19.          Services to the Company.  Indemnitee agrees to serve as a director or officer of the Company or, at the request of the Company, as a director, trustee, general partner, managing member, officer, employee, agent or fiduciary of another Enterprise, for so long as Indemnitee is duly elected or appointed or until Indemnitee tenders his or her resignation or is removed from such position.  Indemnitee may at any time and for any reason resign from such position (subject to any other contractual obligation or any obligation imposed by operation of law), in which event the Company shall have no obligation under this Agreement to continue Indemnitee in such position.  This Agreement shall not be deemed an employment contract between the Company (or any of its subsidiaries or any Enterprise) and Indemnitee.  Indemnitee specifically acknowledges that any employment with the Company (or any of its subsidiaries or any Enterprise) is at will, and Indemnitee may be discharged at any time for any reason, with or without cause, with or without notice, except as may be otherwise expressly provided in any executed, written employment contract between Indemnitee and the Company (or any of its subsidiaries or any Enterprise), any existing formal severance policies adopted by the Company’s board of directors or, with respect to service as a director or officer of the Company, the Company’s certificate of incorporation or bylaws or the DGCL.  No such document shall be subject to any oral modification thereof.

 

20.          Duration.  This Agreement shall continue until and terminate upon the later of (a) ten years after the date that Indemnitee shall have ceased to serve as a director or officer of the Company or as a director, trustee, general partner, managing member, officer, employee, agent or fiduciary of any other Enterprise, as applicable; or (b) one year after the final termination of any Proceeding, including any appeal, then pending in respect of which Indemnitee is granted rights of indemnification or advancement of Expenses hereunder and of any proceeding commenced by Indemnitee pursuant to Section 12 of this Agreement relating thereto.

* [Given task a]
Answer these questions on the agreement excerpt:
(i) What does the agreement excerpt say this Agreement shall not be deemed?
(ii) Under clause (a) of the duration section, how many years after Indemnitee ceases to serve does the Agreement continue?
(iii) Which section of this Agreement is named for proceedings commenced by Indemnitee?

(Dataset records)
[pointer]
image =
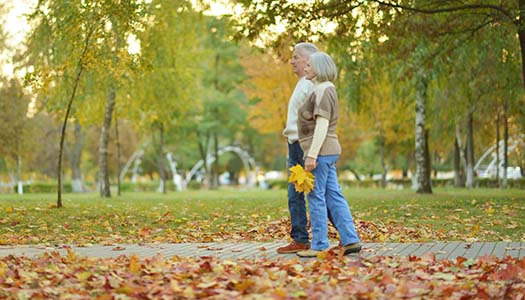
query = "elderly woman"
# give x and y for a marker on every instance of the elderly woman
(317, 123)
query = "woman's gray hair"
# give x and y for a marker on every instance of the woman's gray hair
(324, 67)
(306, 49)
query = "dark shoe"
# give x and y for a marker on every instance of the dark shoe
(337, 248)
(308, 253)
(351, 248)
(293, 247)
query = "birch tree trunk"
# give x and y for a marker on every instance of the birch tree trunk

* [Given task b] Please show every line of the entries that contains the string "trunk". Case counts.

* [Full solution a]
(i) An employment contract between the Company (or any of its subsidiaries or any Enterprise) and Indemnitee.
(ii) Ten years.
(iii) Section 12.

* [Full solution b]
query = "birch tree trunk"
# give x and y for a marker on every instance of the birch tree trunk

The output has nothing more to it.